(Region pointing data)
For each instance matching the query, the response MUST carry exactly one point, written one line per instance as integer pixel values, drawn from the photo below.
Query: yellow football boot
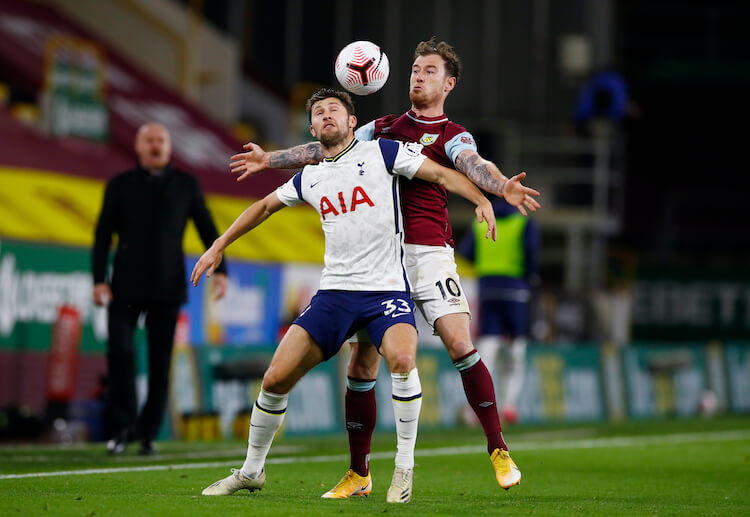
(351, 484)
(506, 471)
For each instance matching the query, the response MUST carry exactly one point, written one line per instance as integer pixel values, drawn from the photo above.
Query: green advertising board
(35, 280)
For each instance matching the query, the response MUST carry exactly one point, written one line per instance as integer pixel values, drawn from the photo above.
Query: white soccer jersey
(357, 196)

Task description: A faithful copy of all the records is required, with the pictures left out.

Response area:
For each instance matching the query, the response MUST carry exactly one point, written one line per instance as integer pixel values, drawn from the photo below.
Query: yellow football boot
(351, 484)
(506, 471)
For each instance matching the query, the response MUST carry exactly one point, written one line per instance as integer pixel values, drawn from the photo above.
Query: green advertising board
(35, 280)
For each instance matching the query, the response MUST carry exactly one point, written one line per instance as integer pixel values, drawn from the photo above.
Query: white soccer jersey
(357, 196)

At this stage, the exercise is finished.